* _What this task involves_
Write out every record in full, exactly as written, please.

* _Source data_
- - -

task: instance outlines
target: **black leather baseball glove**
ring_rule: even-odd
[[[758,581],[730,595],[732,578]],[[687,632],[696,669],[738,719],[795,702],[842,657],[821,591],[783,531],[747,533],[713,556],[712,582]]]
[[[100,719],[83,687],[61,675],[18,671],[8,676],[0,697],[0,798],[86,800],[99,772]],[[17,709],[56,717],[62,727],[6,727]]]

- - -

* _Written answer_
task: instance outlines
target: **black leather baseball glove**
ring_rule: even-odd
[[[758,581],[730,595],[732,578]],[[687,632],[696,669],[738,719],[795,702],[842,657],[821,591],[783,531],[747,533],[713,556],[712,582]]]
[[[100,719],[83,687],[61,675],[18,671],[8,676],[0,697],[0,798],[86,800],[99,772]],[[17,709],[56,717],[62,727],[6,727]]]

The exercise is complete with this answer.